start
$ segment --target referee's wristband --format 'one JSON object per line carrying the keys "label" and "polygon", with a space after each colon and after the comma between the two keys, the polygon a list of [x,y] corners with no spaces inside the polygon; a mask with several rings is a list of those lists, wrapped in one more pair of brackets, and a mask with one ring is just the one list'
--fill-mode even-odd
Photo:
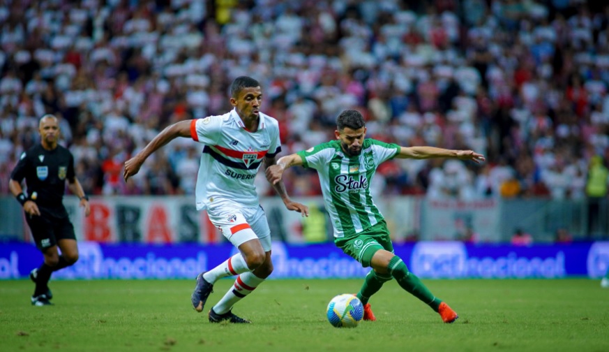
{"label": "referee's wristband", "polygon": [[26,197],[25,194],[23,194],[22,193],[19,193],[19,194],[18,194],[16,197],[15,197],[15,198],[17,198],[17,202],[19,202],[20,203],[21,203],[21,205],[22,205],[22,206],[23,206],[23,205],[25,204],[25,202],[27,202],[27,201],[28,201],[27,197]]}

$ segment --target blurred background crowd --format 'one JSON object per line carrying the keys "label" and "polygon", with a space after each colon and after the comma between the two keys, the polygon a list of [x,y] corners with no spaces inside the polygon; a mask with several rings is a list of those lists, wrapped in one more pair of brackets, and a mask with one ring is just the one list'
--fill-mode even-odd
{"label": "blurred background crowd", "polygon": [[[172,123],[228,112],[241,75],[261,82],[283,154],[333,139],[338,113],[355,108],[368,137],[487,156],[386,162],[377,193],[607,194],[605,1],[0,0],[0,194],[45,113],[62,117],[88,194],[191,194],[192,140],[126,184],[122,163]],[[285,181],[320,194],[308,170]]]}

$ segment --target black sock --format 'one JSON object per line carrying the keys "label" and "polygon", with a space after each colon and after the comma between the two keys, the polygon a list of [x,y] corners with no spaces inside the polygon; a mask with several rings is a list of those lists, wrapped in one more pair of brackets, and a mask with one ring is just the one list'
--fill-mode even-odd
{"label": "black sock", "polygon": [[47,285],[49,284],[49,279],[51,278],[52,272],[53,267],[44,263],[38,267],[38,272],[36,274],[36,288],[34,291],[34,296],[39,296],[47,292],[47,290],[48,290]]}

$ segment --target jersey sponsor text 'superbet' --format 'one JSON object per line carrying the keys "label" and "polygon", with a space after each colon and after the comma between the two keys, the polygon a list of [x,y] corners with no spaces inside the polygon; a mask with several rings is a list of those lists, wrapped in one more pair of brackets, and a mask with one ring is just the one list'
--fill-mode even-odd
{"label": "jersey sponsor text 'superbet'", "polygon": [[297,153],[303,166],[317,170],[334,237],[359,233],[383,220],[370,193],[370,181],[378,166],[399,152],[396,144],[368,138],[355,156],[346,155],[338,140]]}
{"label": "jersey sponsor text 'superbet'", "polygon": [[256,173],[264,156],[273,157],[281,151],[277,120],[262,112],[259,118],[258,129],[253,133],[246,129],[234,110],[192,121],[190,136],[205,145],[195,193],[197,210],[211,203],[258,205]]}

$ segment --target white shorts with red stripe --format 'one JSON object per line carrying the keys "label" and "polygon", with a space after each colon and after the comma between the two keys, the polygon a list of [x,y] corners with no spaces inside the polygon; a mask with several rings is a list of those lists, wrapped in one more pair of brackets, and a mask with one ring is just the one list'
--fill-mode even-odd
{"label": "white shorts with red stripe", "polygon": [[207,215],[214,226],[232,244],[239,247],[257,238],[264,251],[271,250],[271,229],[262,207],[240,207],[236,205],[208,207]]}

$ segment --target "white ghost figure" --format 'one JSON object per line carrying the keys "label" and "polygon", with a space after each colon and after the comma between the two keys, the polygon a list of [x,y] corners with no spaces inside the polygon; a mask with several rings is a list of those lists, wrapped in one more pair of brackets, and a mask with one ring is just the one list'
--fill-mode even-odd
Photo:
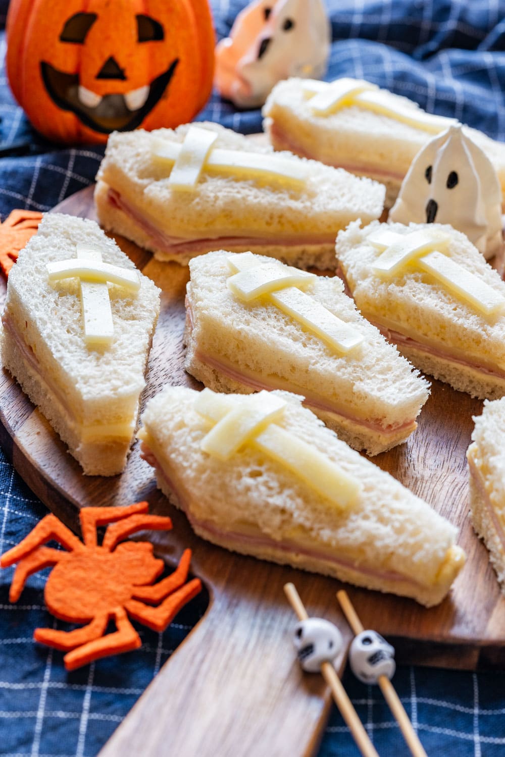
end
- [What the exercise asks]: Pick out every line of the entries above that contains the word "background", and copy each one.

- [Response below]:
$ segment --target blurred background crowd --format 'one JSON object per line carrying the keys "label" and "polygon", with a space after each colon and after the comma between the two keys, the polygon a list of [x,y] corners with no spaces inside the polygon; a mask with several rings is a list of those lists, wrapped in one more pair of brackets, and a mask with one ring is just the one list'
{"label": "blurred background crowd", "polygon": [[[172,123],[228,112],[241,75],[261,82],[283,154],[333,139],[338,113],[355,108],[368,137],[487,156],[386,162],[377,193],[607,194],[605,1],[0,0],[0,194],[45,113],[62,117],[88,194],[191,194],[192,140],[126,184],[122,163]],[[285,181],[320,194],[308,170]]]}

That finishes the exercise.